• **TASK PROMPT**
Copy every one of the records below word for word, leaving each line unchanged.

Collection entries
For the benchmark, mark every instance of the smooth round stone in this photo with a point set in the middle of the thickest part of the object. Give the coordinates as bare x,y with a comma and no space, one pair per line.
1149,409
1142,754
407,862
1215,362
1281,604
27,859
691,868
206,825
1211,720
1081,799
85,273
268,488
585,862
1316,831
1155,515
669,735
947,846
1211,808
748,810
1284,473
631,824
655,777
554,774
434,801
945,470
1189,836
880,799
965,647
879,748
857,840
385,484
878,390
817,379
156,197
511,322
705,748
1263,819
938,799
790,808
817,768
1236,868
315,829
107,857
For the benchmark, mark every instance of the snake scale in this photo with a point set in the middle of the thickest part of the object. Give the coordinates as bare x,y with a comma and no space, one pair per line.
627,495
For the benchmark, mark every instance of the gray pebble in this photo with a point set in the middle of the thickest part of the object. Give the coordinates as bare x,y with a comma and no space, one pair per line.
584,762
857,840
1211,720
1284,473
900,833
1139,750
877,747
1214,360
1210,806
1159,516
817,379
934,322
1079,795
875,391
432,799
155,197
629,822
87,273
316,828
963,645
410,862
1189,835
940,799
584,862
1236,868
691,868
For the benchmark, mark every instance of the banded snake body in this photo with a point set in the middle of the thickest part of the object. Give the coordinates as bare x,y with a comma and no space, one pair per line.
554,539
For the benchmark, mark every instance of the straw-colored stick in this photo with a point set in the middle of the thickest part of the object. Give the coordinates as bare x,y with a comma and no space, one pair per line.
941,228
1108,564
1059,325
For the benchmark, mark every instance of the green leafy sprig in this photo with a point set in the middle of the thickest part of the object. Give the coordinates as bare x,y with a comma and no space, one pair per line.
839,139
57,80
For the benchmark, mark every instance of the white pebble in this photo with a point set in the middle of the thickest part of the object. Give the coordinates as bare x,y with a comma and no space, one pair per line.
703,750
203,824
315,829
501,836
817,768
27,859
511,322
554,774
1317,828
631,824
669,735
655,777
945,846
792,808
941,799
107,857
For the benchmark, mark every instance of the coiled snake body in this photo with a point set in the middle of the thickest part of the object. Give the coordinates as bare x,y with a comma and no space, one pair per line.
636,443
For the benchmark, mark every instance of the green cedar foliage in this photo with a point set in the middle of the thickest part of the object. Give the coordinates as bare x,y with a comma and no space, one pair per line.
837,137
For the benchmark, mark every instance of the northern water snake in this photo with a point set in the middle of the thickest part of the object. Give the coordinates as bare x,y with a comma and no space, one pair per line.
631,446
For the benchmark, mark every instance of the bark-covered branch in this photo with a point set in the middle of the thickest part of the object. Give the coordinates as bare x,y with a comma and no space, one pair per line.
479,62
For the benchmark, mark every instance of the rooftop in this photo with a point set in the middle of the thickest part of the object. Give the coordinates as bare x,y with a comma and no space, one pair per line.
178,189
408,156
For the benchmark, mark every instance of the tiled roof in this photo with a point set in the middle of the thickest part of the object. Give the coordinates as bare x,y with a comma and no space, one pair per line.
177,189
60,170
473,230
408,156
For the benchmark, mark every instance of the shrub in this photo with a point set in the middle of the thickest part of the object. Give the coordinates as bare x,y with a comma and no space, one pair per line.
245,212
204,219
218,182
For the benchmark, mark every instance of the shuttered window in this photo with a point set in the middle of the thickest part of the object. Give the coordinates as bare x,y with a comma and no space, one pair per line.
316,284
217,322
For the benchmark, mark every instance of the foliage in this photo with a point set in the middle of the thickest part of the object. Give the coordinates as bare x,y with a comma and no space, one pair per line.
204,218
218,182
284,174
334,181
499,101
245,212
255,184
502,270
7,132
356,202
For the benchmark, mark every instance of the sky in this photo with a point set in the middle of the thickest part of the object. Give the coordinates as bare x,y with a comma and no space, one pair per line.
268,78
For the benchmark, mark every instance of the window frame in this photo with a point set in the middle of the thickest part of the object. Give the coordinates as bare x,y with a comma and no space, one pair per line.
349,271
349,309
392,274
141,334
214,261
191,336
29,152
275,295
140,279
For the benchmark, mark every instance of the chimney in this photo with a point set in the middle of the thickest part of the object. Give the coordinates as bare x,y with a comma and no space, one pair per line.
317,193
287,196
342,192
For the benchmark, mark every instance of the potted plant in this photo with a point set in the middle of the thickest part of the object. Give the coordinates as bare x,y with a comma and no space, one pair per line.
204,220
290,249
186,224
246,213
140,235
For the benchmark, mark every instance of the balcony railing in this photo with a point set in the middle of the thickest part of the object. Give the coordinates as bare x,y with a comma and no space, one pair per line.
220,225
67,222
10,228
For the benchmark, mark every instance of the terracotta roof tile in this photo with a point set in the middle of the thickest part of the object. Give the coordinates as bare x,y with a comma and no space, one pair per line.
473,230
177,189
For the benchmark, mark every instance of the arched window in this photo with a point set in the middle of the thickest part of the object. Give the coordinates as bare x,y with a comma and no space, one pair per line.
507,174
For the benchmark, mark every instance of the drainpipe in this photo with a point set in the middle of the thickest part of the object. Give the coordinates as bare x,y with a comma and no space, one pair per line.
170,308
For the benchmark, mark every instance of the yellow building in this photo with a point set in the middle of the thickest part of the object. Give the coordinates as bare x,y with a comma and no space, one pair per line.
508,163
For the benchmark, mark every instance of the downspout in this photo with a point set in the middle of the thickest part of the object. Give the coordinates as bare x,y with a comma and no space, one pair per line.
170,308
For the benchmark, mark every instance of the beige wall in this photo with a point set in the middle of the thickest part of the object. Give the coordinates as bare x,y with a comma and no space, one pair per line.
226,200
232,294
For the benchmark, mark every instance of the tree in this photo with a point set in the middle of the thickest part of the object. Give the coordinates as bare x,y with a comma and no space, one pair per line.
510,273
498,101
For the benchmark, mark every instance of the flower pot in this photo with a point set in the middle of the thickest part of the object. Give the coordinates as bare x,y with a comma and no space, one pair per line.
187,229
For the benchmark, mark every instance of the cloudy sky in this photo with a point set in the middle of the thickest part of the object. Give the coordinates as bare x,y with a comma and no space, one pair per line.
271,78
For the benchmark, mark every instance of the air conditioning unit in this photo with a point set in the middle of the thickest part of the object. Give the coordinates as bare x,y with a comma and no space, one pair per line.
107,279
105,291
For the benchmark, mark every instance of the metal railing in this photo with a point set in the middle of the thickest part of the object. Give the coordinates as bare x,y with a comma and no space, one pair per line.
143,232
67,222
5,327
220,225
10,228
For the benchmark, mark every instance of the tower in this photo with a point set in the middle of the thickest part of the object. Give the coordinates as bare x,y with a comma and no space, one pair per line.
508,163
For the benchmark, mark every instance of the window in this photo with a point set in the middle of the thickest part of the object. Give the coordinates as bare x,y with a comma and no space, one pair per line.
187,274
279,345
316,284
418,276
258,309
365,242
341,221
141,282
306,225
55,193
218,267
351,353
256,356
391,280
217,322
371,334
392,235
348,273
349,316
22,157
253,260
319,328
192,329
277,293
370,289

• **ANSWER**
For the benchmark, mark every instance of the smooth round stone in this photo with a point set in the middle of the thickest part of the object. Give the coordinates as bare x,y with a comma and no space, one pair per line.
1149,409
1142,754
407,862
1215,362
1281,604
27,859
691,868
206,825
1211,720
1081,799
85,273
268,488
585,862
1316,831
1155,515
669,735
947,846
1211,808
748,810
1284,473
631,824
655,777
554,774
434,801
945,470
1189,836
880,799
965,647
879,748
857,840
385,484
878,390
817,379
156,197
511,322
705,748
1263,819
938,799
790,808
817,768
1236,868
315,829
107,857
For the benchmark, mark every instance of the snake scale in this photo with a point set in the middle of the thickest part of the object. Give the coordinates as bare x,y with a comma and no space, one pair per line.
627,495
For the benchmark, mark every instance of the gray pebble in this photo with a point set in the middle of the thickest part of the object. Give the coordinates as bare x,y with a comma and no space, one pair per line.
584,762
857,840
1211,720
1284,473
900,833
1139,750
877,747
1214,360
1210,806
1159,516
817,379
934,322
1079,795
875,391
432,799
155,197
629,822
87,273
316,828
963,645
410,862
1189,835
940,799
584,862
1236,868
691,868
For the benchmark, mark every instance of the banded snake body in this photo with a point set in the middle of the thickest part of the object. Give the coordinates as bare x,y with a comma and no space, one pair per line.
554,539
For the benchmark, mark every instance of the straw-colored stick in this photo with a point set in the middle of the thickest part of the object. Give the coordinates as bare x,y with a comma and no space, one pair per line.
941,228
1108,564
1059,325
For the benchmark, mark every instance of the green leafy sprig in this photo with a point set in the middle of the thickest part of the object. Give the coordinates as bare x,y with a comma and no space, one pair per line.
839,139
57,80
For the benchmark, mark every instance of the white pebble in this photo with a point set in the middle of the thickest part of the object. Give the coordinates as bare x,y with a comma and no space, one pair per line.
703,750
203,824
315,829
501,836
817,768
27,859
511,322
554,774
1317,828
631,824
669,735
655,777
945,846
792,808
941,799
107,857
For the benchmark, mark every instance of the coiled snake body in this photo with a point set in the middle of the thickest part of the object. Give the coordinates as bare x,y with a comma and no space, one pair per line.
636,443
For the benchmark, mark every instance of the green cedar foliage in this photo with a point set in the middle of the thickest part of the object. Give the coordinates as bare x,y with a comma and no space, one pair per line.
837,137
For the benchmark, mark every instance of the northern water snake in this photo with a point set in the middle of the thickest part of the object. Give the coordinates as bare x,y with a comma and no space, one pair per line.
631,446
For the benchmark, mark every instance of the bark-covered branch in this photo with a point set in the middle of the thickest part of the object. Give the coordinates as bare x,y with a comma and no space, one pair per line.
479,62
For the benchmark, mark every instance of the rooftop in this photo with a point set in the middle of the thickest part of the object. Give the coordinates as bare x,y with a comma and no space, one pair per line.
178,189
408,156
For the benchmark, mark every instance of the tiled roof in this photo with a point set in the middle of the thickest part of the object. Give the coordinates as bare x,y with a comma and no space, one pair per line.
177,189
60,170
473,230
408,156
For the benchmark, mark every instance of the shrub in this photo with a point set in the middle of the thickest part of the object. Give the coordinates as bare x,y with a comma and no space, one pair per line.
245,212
204,219
218,182
For the benchmark, mark every instance of the shuttered window in this photo with a point set in the middle of the thickest part of the object. Give the coordinates as bare x,y with a comma and no space, one pair per line.
316,284
217,322
For the benchmark, mark every instance of the foliage in this photo with a point set in the middle of the thickest part of the object. Give the coordinates as bare x,y with a comma and no space, one pair per line.
204,218
218,182
284,174
334,181
499,101
245,212
255,184
502,270
7,132
356,202
For the benchmark, mark every instance of the sky in this photo with a point set in the middle of the thickest part of the object. Give the coordinates as bare x,y with a comma and no space, one pair per line.
268,78
For the benchmark, mark every instance of the window frame in this photo with a point set in the middle of the thickest part of the object. Give the coordinates as bare x,y with a comma and no space, one pair per line.
349,271
349,309
392,274
141,334
214,261
191,336
29,152
275,295
140,279
For the benchmark, mark every instance of the chimney in this photo with a point set in the middle of the thickest part of the object. Give the coordinates as bare x,y with a comma and no space, one pair per line.
317,193
287,196
342,192
For the benchmark, mark every instance of the potted plant in this photo with a point set in the middle of the thickest part of the object. Give the coordinates as bare x,y with a comma and no space, one pair per line.
204,220
290,249
186,224
246,213
140,235
For the benchmark, mark every instance of the balcony railing in this photo with a point set in the middle of the thickest part of the object. Give the coordinates as bare x,y with a comma and no space, one pair per line.
220,225
67,222
10,228
For the benchmark, mark every instance of the terracotta roof tile in this photo with a point set in the middle of the thickest part of the object. Give the coordinates as bare x,y with a comma and no space, one pair per line.
473,230
177,189
For the benchmark, mark every instance of the arched window in this photo with a point set in the middle of the thickest part of the object. Give the coordinates as bare x,y with a comma and no space, one pair per line.
507,174
For the benchmark, mark every instance of the drainpipe in this photo with a point set in the middle of the thickest part of the object. Give the coordinates as bare x,y with a comma and no space, one pair per line.
170,308
For the benchmark, mark every instance of the yellow building in this photo with a point set in the middle of the thickest part of the object. Give the coordinates as bare x,y with a comma and no space, one pair per line.
508,163
For the benchmark, mark every instance of the downspout in this photo with a point set in the middle of the thickest part of the object. Give the coordinates as bare x,y with a comma and no space, one pair per line.
170,308
For the benchmark, mark every instance of the beige wall in this photo with a point set in the middle of the thickest part of the object. Give the coordinates as bare x,y with a comma and no space, one pair per line.
226,200
232,294
For the benchmark, mark every instance of the tree in this photo with a point set in the middle of the thickest part of the object. Give the coordinates as bare x,y with a comma and no space, one pair per line.
510,273
498,101
For the benchmark, mark every instance of the flower pot in this photo with a point set in the middle of the thickest part of the object. Give the coordinates as bare x,y with a comma and no space, one pair per line.
187,229
For the benchmark, mark every instance of the cloudy sky in this photo with a point set in the middle of the thickest part of the object. Give the coordinates as bare x,y with a comma and no space, one pair per line.
271,78
For the benchmark, mark every instance of the air conditioning unit in this photo with a point set in the middle of the thickest part of the object. Give the coordinates as bare x,y with a comma and no space, one pair per line.
107,279
105,291
For the benchmark, mark every instance of the metal railing in this photo with a point set in the middle of the thickest part of the object. Give the coordinates as bare x,y with a comma and no space, one pair per line.
143,232
67,222
5,327
220,225
10,228
For the benchmark, mark every instance of the tower in this photo with a point set in the middle of the thickest part of the object. Give the coordinates as bare x,y with a comma and no space, one pair per line.
508,163
For the benchmark, mark every instance of the window in this photo with a point set in the middle of the thickest part of the object. Give the coordinates as bare x,y with a comma and no space, one pair per line.
187,274
279,345
316,284
418,276
258,309
365,242
341,221
141,282
306,225
55,193
218,267
351,353
256,356
391,280
217,322
371,334
392,235
348,273
349,316
22,157
253,260
319,328
192,329
277,293
370,289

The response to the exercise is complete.